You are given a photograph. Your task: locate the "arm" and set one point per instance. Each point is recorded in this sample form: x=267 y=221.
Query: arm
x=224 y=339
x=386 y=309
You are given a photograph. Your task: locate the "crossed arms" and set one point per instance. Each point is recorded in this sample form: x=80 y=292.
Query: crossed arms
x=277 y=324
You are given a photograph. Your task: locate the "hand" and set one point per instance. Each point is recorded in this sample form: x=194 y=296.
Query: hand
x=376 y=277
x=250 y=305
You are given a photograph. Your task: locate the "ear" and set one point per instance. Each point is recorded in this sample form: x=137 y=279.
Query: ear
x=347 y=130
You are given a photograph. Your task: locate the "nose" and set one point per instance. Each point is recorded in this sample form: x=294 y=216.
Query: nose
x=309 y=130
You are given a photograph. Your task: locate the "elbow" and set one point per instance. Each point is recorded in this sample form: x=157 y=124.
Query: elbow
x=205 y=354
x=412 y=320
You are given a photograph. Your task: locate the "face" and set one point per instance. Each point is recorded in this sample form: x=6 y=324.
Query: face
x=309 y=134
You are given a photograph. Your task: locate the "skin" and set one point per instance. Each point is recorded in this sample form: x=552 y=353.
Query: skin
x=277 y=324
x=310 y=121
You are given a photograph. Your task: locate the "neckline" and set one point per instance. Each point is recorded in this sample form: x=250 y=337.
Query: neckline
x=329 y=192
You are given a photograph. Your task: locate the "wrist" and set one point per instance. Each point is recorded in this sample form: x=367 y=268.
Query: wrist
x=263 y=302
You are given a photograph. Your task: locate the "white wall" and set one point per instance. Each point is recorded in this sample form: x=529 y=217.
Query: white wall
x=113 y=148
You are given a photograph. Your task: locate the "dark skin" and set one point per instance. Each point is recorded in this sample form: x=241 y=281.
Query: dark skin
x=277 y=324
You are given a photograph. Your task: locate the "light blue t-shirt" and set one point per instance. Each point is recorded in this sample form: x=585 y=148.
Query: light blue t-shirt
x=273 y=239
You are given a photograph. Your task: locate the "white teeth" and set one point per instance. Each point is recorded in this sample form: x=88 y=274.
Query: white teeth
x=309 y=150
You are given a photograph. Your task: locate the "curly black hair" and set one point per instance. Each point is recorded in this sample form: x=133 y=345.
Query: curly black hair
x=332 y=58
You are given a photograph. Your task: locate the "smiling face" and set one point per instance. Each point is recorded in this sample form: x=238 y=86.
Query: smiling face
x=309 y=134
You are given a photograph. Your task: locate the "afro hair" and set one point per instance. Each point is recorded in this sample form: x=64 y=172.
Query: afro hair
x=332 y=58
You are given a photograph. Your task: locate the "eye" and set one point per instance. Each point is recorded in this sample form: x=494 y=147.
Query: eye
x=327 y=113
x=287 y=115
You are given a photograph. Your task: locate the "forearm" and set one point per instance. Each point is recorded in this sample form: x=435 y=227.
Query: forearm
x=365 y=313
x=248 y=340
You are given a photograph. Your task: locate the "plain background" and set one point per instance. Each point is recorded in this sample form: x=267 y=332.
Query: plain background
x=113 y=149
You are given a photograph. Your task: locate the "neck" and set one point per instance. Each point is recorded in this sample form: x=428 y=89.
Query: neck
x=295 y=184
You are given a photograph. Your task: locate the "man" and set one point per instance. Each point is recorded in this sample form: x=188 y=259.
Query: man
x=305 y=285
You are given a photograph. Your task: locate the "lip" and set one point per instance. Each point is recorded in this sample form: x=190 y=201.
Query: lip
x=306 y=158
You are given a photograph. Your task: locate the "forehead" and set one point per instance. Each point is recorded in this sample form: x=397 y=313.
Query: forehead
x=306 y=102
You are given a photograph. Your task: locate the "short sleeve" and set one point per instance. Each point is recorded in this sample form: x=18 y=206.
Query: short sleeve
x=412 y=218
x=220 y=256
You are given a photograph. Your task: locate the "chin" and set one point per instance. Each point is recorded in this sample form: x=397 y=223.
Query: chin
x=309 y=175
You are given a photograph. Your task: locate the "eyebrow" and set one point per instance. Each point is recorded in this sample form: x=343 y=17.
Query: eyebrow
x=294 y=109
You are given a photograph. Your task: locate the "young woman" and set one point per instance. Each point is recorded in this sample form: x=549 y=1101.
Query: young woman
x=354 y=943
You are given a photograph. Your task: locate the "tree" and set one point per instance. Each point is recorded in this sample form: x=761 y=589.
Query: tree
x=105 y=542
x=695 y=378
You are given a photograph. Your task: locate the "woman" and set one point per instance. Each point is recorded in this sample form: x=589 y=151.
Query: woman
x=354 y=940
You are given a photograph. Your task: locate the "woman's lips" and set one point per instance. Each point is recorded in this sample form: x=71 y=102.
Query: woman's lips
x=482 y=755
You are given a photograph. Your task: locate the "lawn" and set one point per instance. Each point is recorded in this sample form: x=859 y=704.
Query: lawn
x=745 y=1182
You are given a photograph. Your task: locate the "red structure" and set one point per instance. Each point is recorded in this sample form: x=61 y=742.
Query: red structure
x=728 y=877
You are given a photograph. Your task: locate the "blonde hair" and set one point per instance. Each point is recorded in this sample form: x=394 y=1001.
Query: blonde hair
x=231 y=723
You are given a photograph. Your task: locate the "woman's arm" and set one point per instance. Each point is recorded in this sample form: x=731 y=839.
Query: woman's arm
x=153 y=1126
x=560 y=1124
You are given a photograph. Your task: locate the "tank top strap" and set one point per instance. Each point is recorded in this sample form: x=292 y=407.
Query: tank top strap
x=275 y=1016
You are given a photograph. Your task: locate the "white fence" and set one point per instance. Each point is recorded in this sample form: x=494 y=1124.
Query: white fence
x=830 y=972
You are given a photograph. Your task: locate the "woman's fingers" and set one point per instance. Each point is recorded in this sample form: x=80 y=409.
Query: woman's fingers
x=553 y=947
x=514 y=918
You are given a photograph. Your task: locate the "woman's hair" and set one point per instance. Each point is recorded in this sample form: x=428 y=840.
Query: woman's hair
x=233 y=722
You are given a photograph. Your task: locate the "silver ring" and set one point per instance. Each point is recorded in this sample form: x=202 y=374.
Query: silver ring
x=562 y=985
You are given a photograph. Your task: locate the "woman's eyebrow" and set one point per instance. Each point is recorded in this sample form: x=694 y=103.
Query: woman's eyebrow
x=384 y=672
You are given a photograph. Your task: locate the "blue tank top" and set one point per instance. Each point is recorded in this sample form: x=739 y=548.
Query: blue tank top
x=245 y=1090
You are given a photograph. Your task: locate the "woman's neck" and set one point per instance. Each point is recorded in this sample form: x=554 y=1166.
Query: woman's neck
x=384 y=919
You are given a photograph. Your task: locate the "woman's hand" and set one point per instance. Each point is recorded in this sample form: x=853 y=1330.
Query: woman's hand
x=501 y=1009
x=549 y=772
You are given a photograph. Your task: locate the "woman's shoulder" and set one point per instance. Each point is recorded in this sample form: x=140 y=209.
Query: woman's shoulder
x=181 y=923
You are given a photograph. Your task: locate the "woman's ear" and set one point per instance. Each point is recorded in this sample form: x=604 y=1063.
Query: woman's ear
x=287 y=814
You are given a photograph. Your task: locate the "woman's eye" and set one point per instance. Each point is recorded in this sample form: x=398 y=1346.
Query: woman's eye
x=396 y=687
- - -
• GIVEN PROBLEM
Reproduce all of the records above line by line, changing no word, number, or punctuation mark.

• RESPONSE TO THE TASK
You are given a photograph. Your task: locate the "arm" and set one point per instance. Each point is recorded in this sample form: x=267 y=221.
Query: arm
x=224 y=339
x=386 y=309
You are given a photograph. Your task: locate the "crossed arms" and set one point per instance. Each point is recorded in this sample form: x=80 y=292.
Query: crossed arms
x=277 y=324
You are given a photograph. Your task: locate the "hand" and set one point per instance. Each point is recorded in this sample form: x=194 y=296.
Query: hand
x=376 y=277
x=250 y=305
You are given a photograph. Your task: locate the "ear" and set one point per instance. Each point is recorded in this sample form: x=137 y=279.
Query: ear
x=347 y=130
You are given a photograph. Your task: locate the "nose" and set one point per instance. Each point is recorded in this sample form: x=294 y=216.
Query: nose
x=309 y=130
You are given a photograph. Your task: locate the "elbow" and set one point per instance. Each point is recorded in this sample form: x=157 y=124.
Query: elbow
x=205 y=354
x=412 y=320
You are given a photograph. Your task: locate the "face" and set one point per instance. Each point is recorded in this sample form: x=6 y=324.
Query: face
x=309 y=134
You are given a photograph. Your task: locate the "skin" and set one point per instance. Each point is recorded in this sample form: x=552 y=353.
Query: skin
x=277 y=324
x=310 y=121
You are given a photograph. Your task: locate the "neckline" and set one point per instance. Each point is recorded in this sample form: x=250 y=337.
Query: neckline
x=329 y=192
You are given a photograph. Your task: locate the "wrist" and set one point per instance. Each point is recorded in this sample form: x=367 y=268.
Query: wrist
x=263 y=302
You are given a photograph. Your task: locate the "white wall" and set one point per instance. Each point is recorded in this sample form: x=529 y=217.
Query: white wall
x=113 y=148
You are given a photograph. Your task: locate the "dark skin" and set one point per instance. Each point is recorded in this sample form: x=241 y=281.
Query: dark skin
x=277 y=324
You are given a photograph. Your task: locate the "light blue t-shirt" and set one point per instance. Each point is recorded in this sample form: x=585 y=148.
Query: light blue t-shirt
x=273 y=239
You are given a photograph. Your task: locate the "white teeth" and set one point per instance. Each point is recorded in this sample form: x=88 y=274.
Query: white teeth
x=309 y=150
You are given a photograph. Your task: locate the "curly black hair" and set one point per instance. Each point is recorded in this sample form: x=133 y=345.
Query: curly black hair
x=332 y=58
You are given a photograph. Your task: locate the "smiling face" and set one point per instance. Each point is recorded in this sample form: x=238 y=86.
Query: smiling face
x=309 y=134
You are given a photograph. Your task: locate the "afro hair" and set one point per instance. Each point is recorded in this sample form: x=64 y=172.
Query: afro hair
x=332 y=58
You are given a photograph. Your task: locate the "eye" and set one point per instance. Each point is recorded in this sample form: x=494 y=147.
Query: eye
x=327 y=113
x=287 y=115
You are given a photograph. Your task: locate the "forearm" and set one point per instance. Each point is recorded in this sample form: x=435 y=227.
Query: forearm
x=365 y=313
x=248 y=340
You are given a photograph. Your task: locate the "plain background" and set one point per instance. Each point is recorded in this sample form: x=267 y=332.
Query: plain background
x=113 y=149
You are given a photograph. Your task: locate the "neck" and set one point per instance. Each point is recorded in this sample form: x=428 y=89.
Query: neck
x=295 y=184
You are given a photograph. Your task: locate the "man" and set one point per instance. Each point is recorded in this sample form: x=188 y=259.
Query: man
x=305 y=285
You are given a photograph. Your task: locate the "lip" and set one point per instance. Each point is recorded in this sample form: x=190 y=201.
Query: lip
x=306 y=158
You are given a photograph. Your task: locate the "forehead" and set one point per instance. Each point is recorded in this sample form: x=397 y=313.
Query: forehead
x=306 y=102
You are given a photograph. Your task: locate the "short sleeve" and set one point per instance. Each point is recorded in this sample form: x=18 y=206.
Query: short sleeve
x=412 y=218
x=220 y=256
You are given a photograph. Your task: locate the "chin" and set one point per instance. Each point is recorded in this sample form: x=397 y=223.
Query: chin
x=309 y=175
You are given a photograph. Your task: locate the "eyebrow" and set one point per instance. Each point is recorded in this sample form: x=343 y=17.
Query: eyebrow
x=294 y=109
You are given a photograph. Your task: locate the "young woman" and set one point per instance. Each point is recorded in this sample form: x=549 y=1101.
Query: young woman
x=354 y=943
You are given a photograph. Your task: locate the "tree" and set one point per instance. Each point is recorded in this sample form: x=761 y=589.
Query: tree
x=105 y=542
x=695 y=378
You are given a photograph. Your task: locate the "woman" and set one point per instance. Each point is recorded in this sample form: x=589 y=151.
Query: woman
x=354 y=940
You are given a photograph. Your task: locate the "woman's lips" and set one point per instance. Each point is recorded in this sample form: x=71 y=102.
Query: woman's lips
x=482 y=755
You are given a photograph. Your task: locate the "lawn" and set one point per instance. Each point is recorded in this sample form: x=859 y=704.
Query: lawn
x=745 y=1182
You are given a photograph. Your task: locate the "red structure" and set one point per instance. Each point is recorded in this sample form: x=61 y=742.
Query: red structure
x=728 y=877
You are given a photograph. Your task: locate the "blonde hair" and set one point per instance. Each point is recorded in this sample form: x=394 y=1001.
Query: blonde hair
x=231 y=723
You are given a photograph. Your task: locate the "woman's arm" and set one point per instance. Each point is recorded in this sample form: x=731 y=839.
Query: woman's arm
x=153 y=1126
x=560 y=1124
You are given a photograph. Your task: locate the "tank top strap" and set one point per instance. Each point is recorded in this sample form: x=292 y=407.
Query: tank top strap
x=275 y=1016
You are given a photograph. Your task: locate the "white fence" and set one point per instance. Each point is recorded in this sample form: x=494 y=1124.
Query: white fence
x=830 y=972
You are given a photograph. Your task: locate the "woman's fingers" and set one point per instance. Each point is recorded in this sample form: x=80 y=409.
Query: woman's fingers
x=553 y=947
x=514 y=918
You are given a photograph. Your task: locate the "woman's hair" and set one point per instance. Each point is recorded in this sample form: x=428 y=840.
Query: woman's hair
x=233 y=722
You are given a photograph. Your task: locate the "silver ring" and set one point per instance. Each point is recorded in this sample form: x=202 y=374.
Query: silver ring
x=562 y=985
You are given a photograph. Your task: locate the "woman's eyebrow" and set one point per instance. Each point is recorded in this sample form: x=694 y=103.
Query: woman's eyebrow
x=384 y=672
You are given a photograph. Your task: locate the "blue tank top" and set one point per instance. Each point is recorded in this sample form: x=739 y=548.
Query: blue tank top
x=245 y=1090
You are given a photograph. Your task: locate the "woman's neck" and set one point per instance. Each point is recorded in this sample form: x=554 y=1166.
Query: woman's neck
x=384 y=919
You are given a photograph. Your task: locate the "woman's hand" and set one point per instance. Each point is recorded in this sample form: x=853 y=1330.
Query: woman's hand
x=501 y=1009
x=549 y=772
You are given a photograph. Your task: locate the "woman's shoulder" and set one point per instance. Each point is recorded in this sample form: x=140 y=209.
Query: woman's shoulder
x=181 y=923
You are given a photograph. Your task: locate the "woman's ear" and set one point per instance. Each point is recorded in this sample form: x=604 y=1063.
Query: woman's ear
x=287 y=814
You are given a photograph. Your task: locate the "woman's eye" and set one point per instance. Each point is recorded in this sample form: x=398 y=1346.
Query: woman's eye
x=396 y=687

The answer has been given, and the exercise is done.